[Pointing records]
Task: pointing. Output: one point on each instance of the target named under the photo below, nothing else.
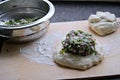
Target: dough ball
(103, 23)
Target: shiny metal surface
(20, 9)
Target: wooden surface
(14, 66)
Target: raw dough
(78, 62)
(103, 23)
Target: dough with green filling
(78, 60)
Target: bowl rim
(37, 22)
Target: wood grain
(14, 66)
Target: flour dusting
(43, 49)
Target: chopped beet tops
(79, 43)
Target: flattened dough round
(77, 62)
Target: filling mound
(79, 43)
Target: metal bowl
(20, 9)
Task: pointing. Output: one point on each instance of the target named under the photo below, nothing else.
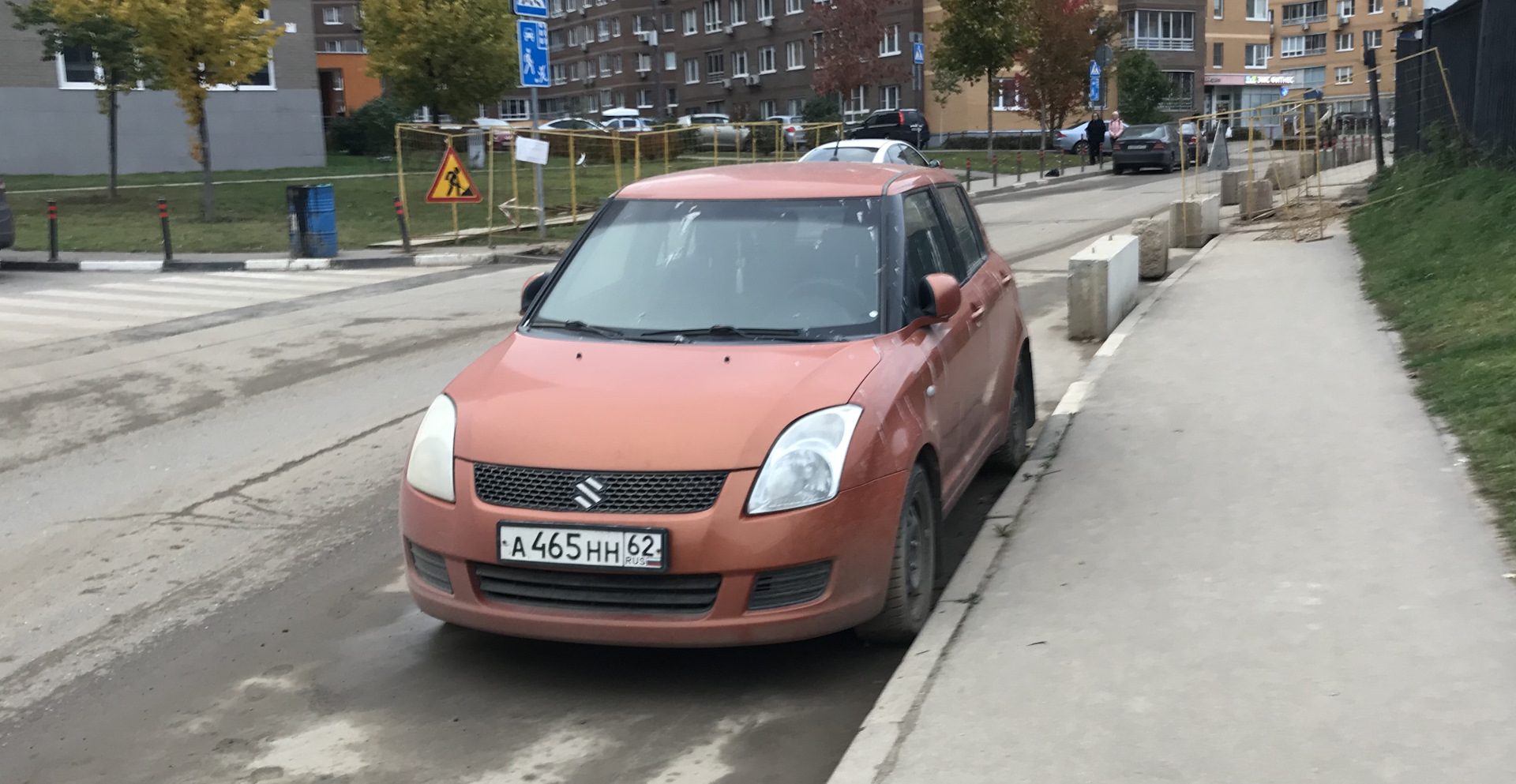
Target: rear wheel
(913, 569)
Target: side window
(925, 248)
(965, 229)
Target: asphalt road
(201, 576)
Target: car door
(955, 357)
(993, 287)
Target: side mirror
(532, 287)
(940, 296)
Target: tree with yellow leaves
(196, 46)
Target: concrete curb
(873, 749)
(272, 264)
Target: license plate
(590, 546)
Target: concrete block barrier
(1102, 286)
(1232, 189)
(1153, 246)
(1195, 220)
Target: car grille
(601, 492)
(599, 591)
(795, 586)
(431, 568)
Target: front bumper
(855, 533)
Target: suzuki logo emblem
(590, 490)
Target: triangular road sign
(452, 186)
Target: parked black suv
(6, 223)
(901, 125)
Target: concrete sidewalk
(1252, 560)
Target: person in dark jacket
(1095, 138)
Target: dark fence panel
(1474, 46)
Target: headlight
(431, 467)
(805, 464)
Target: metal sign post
(531, 38)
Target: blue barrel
(321, 222)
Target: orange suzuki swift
(734, 413)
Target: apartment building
(743, 58)
(51, 120)
(1260, 46)
(341, 61)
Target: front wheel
(913, 569)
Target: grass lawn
(1440, 264)
(252, 216)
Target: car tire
(1011, 454)
(910, 593)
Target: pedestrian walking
(1095, 138)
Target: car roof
(786, 181)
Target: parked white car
(871, 152)
(711, 135)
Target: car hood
(642, 407)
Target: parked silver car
(710, 133)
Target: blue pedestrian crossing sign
(535, 9)
(531, 39)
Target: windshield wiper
(573, 324)
(751, 332)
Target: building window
(1171, 31)
(1300, 46)
(1008, 99)
(1183, 96)
(77, 66)
(1304, 13)
(1308, 77)
(1255, 55)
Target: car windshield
(807, 266)
(850, 155)
(1146, 133)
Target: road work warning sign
(452, 186)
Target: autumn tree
(1054, 76)
(113, 46)
(848, 44)
(1142, 88)
(194, 46)
(446, 55)
(978, 39)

# What to work on:
Rename "concrete" to "cement" wherever it occurs in the rows, and reproduce all of the rows with nothing else changed. Omit the pictures from the answer.

# Exercise output:
Task: pointing. Output: one point on each instance of the target named under the photo below, nothing else.
Target: dough ball
(103, 23)
Target: shiny metal surface
(20, 9)
Target: wooden surface
(14, 66)
Target: raw dough
(78, 62)
(103, 23)
Target: dough with green filling
(78, 60)
Target: bowl rim
(37, 22)
Target: wood grain
(14, 66)
Target: flour dusting
(43, 49)
Target: chopped beet tops
(79, 43)
Target: flattened dough round
(77, 62)
Target: filling mound
(79, 43)
Target: metal bowl
(20, 9)
Task: pointing. Output: one point on each instance of the target named under the photo below, nothing else.
Target: rear wheel
(913, 569)
Target: side window
(925, 248)
(965, 229)
Target: asphalt road
(201, 576)
Target: car door
(955, 357)
(993, 287)
Target: side mirror
(532, 287)
(940, 296)
Target: tree with yellow leaves
(196, 46)
Target: cement curb
(873, 749)
(272, 264)
Target: license plate
(590, 546)
Target: cement block barrier
(1102, 286)
(1232, 189)
(1153, 246)
(1195, 220)
Target: car grille
(601, 492)
(599, 591)
(795, 586)
(431, 568)
Target: front bumper
(855, 533)
Target: suzuki logo emblem
(590, 490)
Target: triangular road sign
(452, 186)
Target: parked black suv
(6, 223)
(901, 125)
Target: cement sidewalk
(1252, 560)
Target: person in dark jacket
(1095, 138)
Target: dark fence panel
(1474, 46)
Target: headlight
(431, 467)
(805, 464)
Target: metal sign post
(531, 38)
Target: blue barrel
(321, 222)
Target: orange suzuki swift
(734, 413)
Target: apartment building
(743, 58)
(51, 120)
(1260, 46)
(341, 61)
Target: front wheel
(913, 569)
Target: grass lawn
(1440, 264)
(252, 216)
Target: car tire
(1011, 454)
(910, 593)
Target: pedestrian walking
(1095, 138)
Target: car roof
(786, 181)
Target: parked white car
(871, 152)
(711, 135)
Target: car hood
(642, 407)
Target: parked silver car
(710, 133)
Target: blue pedestrian crossing sign
(535, 9)
(531, 39)
Target: windshield wiper
(573, 324)
(751, 332)
Target: building window
(1171, 31)
(1300, 46)
(1008, 99)
(1183, 96)
(77, 66)
(1304, 13)
(1308, 77)
(1255, 55)
Target: car windshield
(807, 266)
(850, 155)
(1146, 133)
Target: road work warning sign
(452, 186)
Target: autumn tree
(1054, 76)
(113, 46)
(848, 44)
(1142, 88)
(194, 46)
(446, 55)
(978, 39)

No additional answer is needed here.